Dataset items

▬▬▬

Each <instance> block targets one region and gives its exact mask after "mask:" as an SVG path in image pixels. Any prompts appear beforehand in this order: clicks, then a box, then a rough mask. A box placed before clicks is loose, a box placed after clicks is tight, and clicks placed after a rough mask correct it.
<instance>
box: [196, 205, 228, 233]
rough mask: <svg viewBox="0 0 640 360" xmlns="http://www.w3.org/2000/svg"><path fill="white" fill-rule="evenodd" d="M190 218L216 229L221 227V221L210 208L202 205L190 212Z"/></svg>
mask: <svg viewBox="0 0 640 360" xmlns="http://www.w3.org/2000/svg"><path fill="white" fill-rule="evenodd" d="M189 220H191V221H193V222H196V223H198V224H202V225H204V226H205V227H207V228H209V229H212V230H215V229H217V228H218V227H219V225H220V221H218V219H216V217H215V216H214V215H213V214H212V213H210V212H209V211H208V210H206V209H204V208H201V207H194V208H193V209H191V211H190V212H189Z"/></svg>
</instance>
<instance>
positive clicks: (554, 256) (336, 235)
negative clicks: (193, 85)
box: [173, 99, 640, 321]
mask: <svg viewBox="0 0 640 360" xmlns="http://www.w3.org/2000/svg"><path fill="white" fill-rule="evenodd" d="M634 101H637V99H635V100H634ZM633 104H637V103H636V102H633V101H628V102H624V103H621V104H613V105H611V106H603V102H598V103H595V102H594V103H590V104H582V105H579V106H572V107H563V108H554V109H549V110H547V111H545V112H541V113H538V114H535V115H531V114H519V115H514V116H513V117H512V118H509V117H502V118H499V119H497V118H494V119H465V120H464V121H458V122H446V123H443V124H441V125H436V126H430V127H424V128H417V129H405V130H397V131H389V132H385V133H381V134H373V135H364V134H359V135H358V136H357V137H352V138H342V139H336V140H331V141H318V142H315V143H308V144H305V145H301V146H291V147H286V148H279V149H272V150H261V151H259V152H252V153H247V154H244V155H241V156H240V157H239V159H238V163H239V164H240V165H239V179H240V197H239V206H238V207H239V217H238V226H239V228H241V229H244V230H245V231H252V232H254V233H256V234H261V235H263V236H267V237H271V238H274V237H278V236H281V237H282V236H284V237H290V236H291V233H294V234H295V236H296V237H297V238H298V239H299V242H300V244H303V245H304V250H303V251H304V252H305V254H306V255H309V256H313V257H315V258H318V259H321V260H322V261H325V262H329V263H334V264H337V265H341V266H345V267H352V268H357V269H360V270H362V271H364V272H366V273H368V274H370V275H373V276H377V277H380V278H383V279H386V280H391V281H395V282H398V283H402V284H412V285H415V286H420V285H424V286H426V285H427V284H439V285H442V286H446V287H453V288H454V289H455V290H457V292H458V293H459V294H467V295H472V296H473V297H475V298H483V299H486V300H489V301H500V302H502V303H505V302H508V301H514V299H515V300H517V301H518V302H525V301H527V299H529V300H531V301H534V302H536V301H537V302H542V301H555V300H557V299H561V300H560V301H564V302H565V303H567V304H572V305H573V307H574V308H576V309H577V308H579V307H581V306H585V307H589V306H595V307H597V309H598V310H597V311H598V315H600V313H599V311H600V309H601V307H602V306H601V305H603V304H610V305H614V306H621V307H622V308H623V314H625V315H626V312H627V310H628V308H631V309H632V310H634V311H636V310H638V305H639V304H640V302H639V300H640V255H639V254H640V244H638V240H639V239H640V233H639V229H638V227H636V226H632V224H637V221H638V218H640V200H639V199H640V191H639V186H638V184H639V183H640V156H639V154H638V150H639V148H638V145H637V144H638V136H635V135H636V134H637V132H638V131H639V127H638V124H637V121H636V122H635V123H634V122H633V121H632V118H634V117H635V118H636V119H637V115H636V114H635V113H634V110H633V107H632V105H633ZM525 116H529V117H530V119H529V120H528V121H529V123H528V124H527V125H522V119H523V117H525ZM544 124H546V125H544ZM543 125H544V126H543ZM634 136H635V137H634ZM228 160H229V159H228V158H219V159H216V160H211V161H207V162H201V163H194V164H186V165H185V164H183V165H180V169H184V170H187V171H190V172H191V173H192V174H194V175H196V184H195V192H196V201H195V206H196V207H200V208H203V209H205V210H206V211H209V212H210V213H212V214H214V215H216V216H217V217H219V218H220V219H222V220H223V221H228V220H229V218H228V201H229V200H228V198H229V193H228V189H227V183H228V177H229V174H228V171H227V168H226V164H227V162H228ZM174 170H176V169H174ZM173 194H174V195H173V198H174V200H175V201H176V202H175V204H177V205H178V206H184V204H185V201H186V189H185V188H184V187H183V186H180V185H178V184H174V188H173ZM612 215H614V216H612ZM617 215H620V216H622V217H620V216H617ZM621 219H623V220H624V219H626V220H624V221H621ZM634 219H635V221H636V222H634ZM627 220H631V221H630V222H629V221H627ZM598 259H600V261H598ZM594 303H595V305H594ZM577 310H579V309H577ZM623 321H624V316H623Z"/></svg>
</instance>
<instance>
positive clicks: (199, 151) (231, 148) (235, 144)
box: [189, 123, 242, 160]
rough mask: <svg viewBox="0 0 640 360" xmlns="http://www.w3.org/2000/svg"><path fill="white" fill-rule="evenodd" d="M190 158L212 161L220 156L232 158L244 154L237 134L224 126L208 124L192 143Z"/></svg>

▬▬▬

From the entries above, copy every line containing the word "positive".

positive clicks: (554, 256) (336, 235)
positive clicks: (199, 151) (231, 148) (235, 144)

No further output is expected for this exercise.